=== DOCUMENT TEXT ===
Is there any reason to keep a file around after it has been converted into a vector store? I ask because there is a 100GB limit on the number of files that an organization can upload but there is no stated limit that I could find on vector stores. So, in order to prevent exceeding the file limit, I would like to delete the files after creating vector stores from them. Is there any reason not to do this?
When deciding whether to keep files after converting them into a vector store, it depends on your specific use case and future needs. Here are the main points to consider:
- Re-indexing and Regeneration: If your vector store ever becomes corrupted, or if you need to change the embedding model, you would need the original files to recreate the vector store. Deleting them could mean losing this ability unless you back up the files elsewhere.
- Metadata and Context: Vector stores typically retain the vectorized representation of the data (e.g., numerical embeddings) but might not preserve full document metadata, structure, or non-text content. If that metadata or context is needed for future tasks (like formatting or specific structure), keeping the original files may be important.
- File Updates: If your files are subject to updates or revisions, the vector store won’t reflect these changes unless you reprocess the new versions. Keeping the originals around makes it easier to update your vector store as needed.
- Legal and Compliance Needs: Some industries or organizations require the retention of original documents for legal, regulatory, or auditing purposes. Deleting these files could cause issues if you later need to retrieve the original content for compliance checks.
If storage space is your primary concern and these risks don’t apply to your use case, you might be safe deleting the files once the vector store is created. However, maintaining a backup or alternative storage solution for the original files might be a good middle-ground approach to avoid potential issues later.
Thanks for your response. None of those situations really apply, however, after some testing I have found that when I delete a file that is attached to a vector store, the file_search tool stops working with respect to that vector store, so there is some kind of hidden dependency there. This is unfortunate because it prevents the creation of a multiuser app where many different users are potentially creating many assistants, and I think the 100GB limit could quickly be exceeded.
That’s why pasted bot answers are no better than the AI we can all ask that doesn’t know anyway.
- You can’t “change the embedding model”.
- There is no rich metadata, only extracted chunks
- So pointless, if there are new versions, the old files don’t matter.
- You want the AI to LOSE the files, not persist them, for the majority of compliance issues such as zero-retention.
You can’t get the files back out. So other blanks the AI tries to fill in are also pointless.
The storage space is almost never a concern as the bot concludes - you get 100GB of free storage for the uploaded files.
You get billed for vector store usage, though. Why would OpenAI cap that storage billing at $0.10 / GB vector-storage per day when it’s just sitting there with no AI expense? No limit is documented - and you put the same files in multiple vector stores for overlapping billing on the same source data.
=== RECORDS SHOWN ===
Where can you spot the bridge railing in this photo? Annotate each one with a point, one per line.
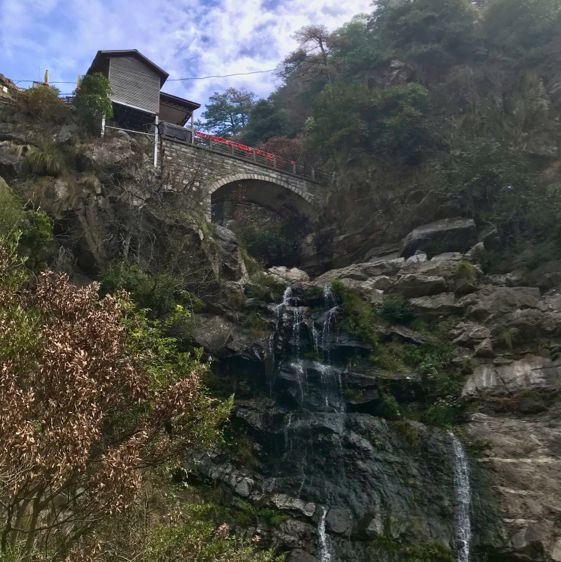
(238, 150)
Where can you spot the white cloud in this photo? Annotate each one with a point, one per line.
(185, 37)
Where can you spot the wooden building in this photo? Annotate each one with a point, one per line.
===
ACTIVITIES =
A - In the forum thread about vector stores, what happened to the file_search tool after a file attached to a vector store was deleted?
B - Give the headings of the points to consider that the forum thread about vector stores lists before deciding whether to delete files.
C - Carry on the forum thread about vector stores from the point where it stops.
None of this work uses the data.

OUTPUTS BY TASK =
A - It stopped working for that vector store.

B -
- Re-indexing and Regeneration
- Metadata and Context
- File Updates
- Legal and Compliance Needs

C -
There is a functional reason against deleting: The original file name is lost in the UI, you can see this when exploring vector stores after deleting the source file. The AI still gets the file name though, after deleting this PDF from storage:
You might consider that it is simply easier to leave the files there instead of re-uploading, if you were to want to assemble different combinations of files to another vector store, or if you want to try a new chunking strategy that needs the source file to be added again. Just don’t lose track - you can’t list over 10000 of them.
I thought the question is about deleting the original files and why or why not they should or should not? Am I wrong?
The understanding of the question is not wrong. The reasoning in your response for or against seems to have no basis on actual knowledge of the functionality of the Assistants API, though.
Hey _j, I see where you’re coming from. Let me explain more clearly:
-
Re-indexing: I was thinking that if the vector store got messed up or needed to be rebuilt, keeping the files might help. But since you can’t change the embedding model later, there’s really no point in keeping them unless you’re completely redoing the store.
-
Metadata: I talked about keeping files for metadata reasons, but you’re right—vector stores don’t keep that rich metadata. So unless someone really needs the original structure, there’s no need to hang on to the files.
-
File Updates: I brought up updates because if files are revised, you’d need to reprocess them. But if the data isn’t changing, you’re correct—keeping them doesn’t add value.
-
Compliance: You’re spot on with compliance. If you’ve got a zero-retention policy, deleting the files is the way to go. I was thinking of cases where legal rules require keeping them, but those are specific cases.
-
Storage: It’s true that storage space isn’t really the issue—the cost of vector store usage adds up over time. If you don’t need the files anymore, getting rid of them makes sense.
Thanks for the clarification…
Here are the links I used without the OpenAI references:
- LangChain Indexing API and Syncing Vector Stores (LangChain Blog
). - Zilliz Guide on Vectorizing and Querying Data (Zilliz Vector Hub
).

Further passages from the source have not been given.